▶ [What is required]: In the text below on Princeton's Universal vocabulario, list every person whose birth and death years appear in parentheses, along with those years.

After further research, Hamlin concluded that the anonymous author of the Escorial Vocabulario, and, therefore, that of the previously unknown printed edition preserved in Princeton’s binding fragments, was none other than Alfonso Fernández de Palencia (1423–1492), the author of the very same Universal vocabulario of 1490 into which the mysterious Princeton leaves had been bound. As Hamlin notes, Palencia’s Universal vocabulario has many of the the same ‘authority’ quotations, highly similar definitions (especially for toponyms), and several of the terms have the same grammatical explanation and thus almost certainly are the works of the same author. This important discovery, too, will be explored in greater detail in Hamlin’s forthcoming article.
Fifteenth-century Spanish printing of any kind is difficult to come by in libraries outside of Spain. It is even more remarkable to have located traces of a previously unknown Spanish edition of that period. Moreover, it is a signal accomplishment to have been able to resurrect an unknown printing of a previously anonymous work of such importance, in vernacular Spanish, and then to augment our knowledge of that text with both a long-lost royal dedication and a convincing identification of its author, one of the most influential Spanish humanists of the fifteenth century. The fields of printing history and Spanish linguistic history have profited mightily from the collaboration that solved this bibliographical mystery.
More about Princeton’s Universal vocabulario of 1490 (EXI Oversize 2530.693q):
The book consists of vol. 1 only, covering letters A-N. Its gilt red-dyed goatskin binding is probably 18th-century Spanish. The earliest known owner was Richard Heber (1773–1833), the English bibliomaniac; this copy was offered in part 2 of the Heber sales, Sotheby’s (London), June 1834, as lot 4689. In 1873 it was purchased by the College of New Jersey (now Princeton University) along with an important collection of old books and Reformation pamphlets owned by Dr. Friedrich Adolf Trendelenburg (1802–1872), a noted philosopher and philologist at the University of Berlin and father of a famous surgeon. It is possible that Trendelenburg bought the Vocabulario at the Heber sale of 1834, but there may have been unknown owners between 1833 and 1873.
1 Frederick Vinton, the Librarian of the College of New Jersey (later Princeton University), inscribed the second fragment “This is a great curiosity. It is part of a Spanish Vocabulary entirely unknown to Bibliographers and must have been printed about the same time as this of Palentia in which the Latin precedes the Spanish.”
2 Gerald J. MacDonald, Diccionario español-latino del siglo XV: an edition of anonymous manuscript f.II.10 of the Real Biblioteca de San Lorenzo de El Escorial. Transcription, study, and index (New York: Hispanic Seminary of Medieval Studies, 2007).

▶ [Records supplied]:
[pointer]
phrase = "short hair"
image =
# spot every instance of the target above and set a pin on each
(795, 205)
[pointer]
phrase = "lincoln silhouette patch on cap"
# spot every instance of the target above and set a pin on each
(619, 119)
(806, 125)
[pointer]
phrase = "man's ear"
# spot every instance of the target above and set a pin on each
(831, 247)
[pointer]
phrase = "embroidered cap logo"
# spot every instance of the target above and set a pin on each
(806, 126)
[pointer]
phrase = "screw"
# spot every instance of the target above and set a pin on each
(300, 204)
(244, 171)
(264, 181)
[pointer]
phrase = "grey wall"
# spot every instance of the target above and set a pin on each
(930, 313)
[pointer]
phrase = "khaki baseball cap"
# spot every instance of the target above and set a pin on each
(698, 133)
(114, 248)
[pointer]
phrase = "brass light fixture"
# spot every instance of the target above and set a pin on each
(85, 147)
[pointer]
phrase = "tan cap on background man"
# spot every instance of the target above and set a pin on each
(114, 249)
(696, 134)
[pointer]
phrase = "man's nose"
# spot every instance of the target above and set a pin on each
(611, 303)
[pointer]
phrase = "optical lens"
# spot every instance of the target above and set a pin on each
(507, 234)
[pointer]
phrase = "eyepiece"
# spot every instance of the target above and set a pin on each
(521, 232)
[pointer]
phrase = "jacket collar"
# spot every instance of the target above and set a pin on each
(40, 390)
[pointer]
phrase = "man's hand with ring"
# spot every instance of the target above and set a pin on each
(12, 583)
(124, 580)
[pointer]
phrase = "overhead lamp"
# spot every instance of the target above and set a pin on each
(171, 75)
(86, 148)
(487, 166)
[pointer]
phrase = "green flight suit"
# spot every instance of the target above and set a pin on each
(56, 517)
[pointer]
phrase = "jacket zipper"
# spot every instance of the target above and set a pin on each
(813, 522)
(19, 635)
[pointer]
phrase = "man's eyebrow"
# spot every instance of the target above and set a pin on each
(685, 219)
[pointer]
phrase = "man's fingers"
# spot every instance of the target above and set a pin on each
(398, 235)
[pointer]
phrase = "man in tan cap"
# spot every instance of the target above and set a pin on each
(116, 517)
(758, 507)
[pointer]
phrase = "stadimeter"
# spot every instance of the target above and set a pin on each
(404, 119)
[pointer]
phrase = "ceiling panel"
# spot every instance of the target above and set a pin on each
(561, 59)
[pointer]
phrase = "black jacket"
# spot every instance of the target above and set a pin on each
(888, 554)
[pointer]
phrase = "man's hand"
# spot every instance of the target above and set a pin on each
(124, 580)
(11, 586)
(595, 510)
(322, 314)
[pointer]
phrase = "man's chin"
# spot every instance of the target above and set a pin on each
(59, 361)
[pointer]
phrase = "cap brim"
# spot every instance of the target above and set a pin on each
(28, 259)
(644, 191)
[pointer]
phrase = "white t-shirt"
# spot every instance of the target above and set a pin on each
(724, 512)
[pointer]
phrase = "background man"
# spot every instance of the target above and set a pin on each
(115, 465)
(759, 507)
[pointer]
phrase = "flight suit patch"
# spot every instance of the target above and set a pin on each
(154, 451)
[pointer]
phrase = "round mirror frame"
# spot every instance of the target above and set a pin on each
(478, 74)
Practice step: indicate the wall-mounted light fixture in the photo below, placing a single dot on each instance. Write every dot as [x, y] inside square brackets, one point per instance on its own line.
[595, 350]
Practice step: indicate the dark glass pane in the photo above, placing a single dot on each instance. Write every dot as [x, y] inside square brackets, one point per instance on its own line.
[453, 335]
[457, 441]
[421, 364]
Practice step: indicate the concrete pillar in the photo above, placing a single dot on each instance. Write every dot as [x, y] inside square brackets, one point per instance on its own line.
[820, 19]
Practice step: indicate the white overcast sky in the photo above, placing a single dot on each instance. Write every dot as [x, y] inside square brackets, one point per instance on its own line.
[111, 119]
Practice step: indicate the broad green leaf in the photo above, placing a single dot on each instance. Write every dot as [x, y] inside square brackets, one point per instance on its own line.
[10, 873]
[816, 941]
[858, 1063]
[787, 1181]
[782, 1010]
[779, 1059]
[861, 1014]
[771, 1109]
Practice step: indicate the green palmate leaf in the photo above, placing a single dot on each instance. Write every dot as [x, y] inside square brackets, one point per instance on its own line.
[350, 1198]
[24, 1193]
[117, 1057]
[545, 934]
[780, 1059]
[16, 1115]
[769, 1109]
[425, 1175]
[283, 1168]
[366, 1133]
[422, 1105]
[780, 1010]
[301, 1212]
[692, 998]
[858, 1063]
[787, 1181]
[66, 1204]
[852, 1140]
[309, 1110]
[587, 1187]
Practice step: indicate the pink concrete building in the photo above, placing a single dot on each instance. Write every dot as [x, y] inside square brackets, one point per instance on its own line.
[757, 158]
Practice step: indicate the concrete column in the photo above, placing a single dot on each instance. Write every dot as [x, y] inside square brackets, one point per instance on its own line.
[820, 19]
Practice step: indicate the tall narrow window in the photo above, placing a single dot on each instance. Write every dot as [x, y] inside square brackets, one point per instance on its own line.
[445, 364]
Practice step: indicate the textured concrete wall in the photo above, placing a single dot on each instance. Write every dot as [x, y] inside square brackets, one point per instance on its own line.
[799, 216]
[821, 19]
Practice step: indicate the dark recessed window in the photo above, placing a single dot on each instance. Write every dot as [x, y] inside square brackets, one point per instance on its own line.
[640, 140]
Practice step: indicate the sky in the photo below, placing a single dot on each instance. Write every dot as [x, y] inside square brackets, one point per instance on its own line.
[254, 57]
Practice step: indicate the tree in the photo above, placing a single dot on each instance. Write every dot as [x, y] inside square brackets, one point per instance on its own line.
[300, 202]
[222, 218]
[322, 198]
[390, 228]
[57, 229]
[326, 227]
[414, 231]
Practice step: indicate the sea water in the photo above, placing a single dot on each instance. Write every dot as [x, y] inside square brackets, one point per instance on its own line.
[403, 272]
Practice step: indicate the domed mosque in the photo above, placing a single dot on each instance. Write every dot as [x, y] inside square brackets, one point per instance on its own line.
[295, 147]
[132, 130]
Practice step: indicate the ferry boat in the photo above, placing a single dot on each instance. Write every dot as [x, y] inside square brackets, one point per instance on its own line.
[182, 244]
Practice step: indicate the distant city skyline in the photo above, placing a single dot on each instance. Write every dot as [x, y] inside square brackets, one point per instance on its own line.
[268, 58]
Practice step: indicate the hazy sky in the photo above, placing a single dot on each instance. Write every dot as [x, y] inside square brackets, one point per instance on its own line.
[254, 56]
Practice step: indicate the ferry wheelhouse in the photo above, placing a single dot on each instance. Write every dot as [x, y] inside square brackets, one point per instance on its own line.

▶ [Task result]:
- Alfonso Fernández de Palencia (1423–1492)
- Richard Heber (1773–1833)
- Friedrich Adolf Trendelenburg (1802–1872)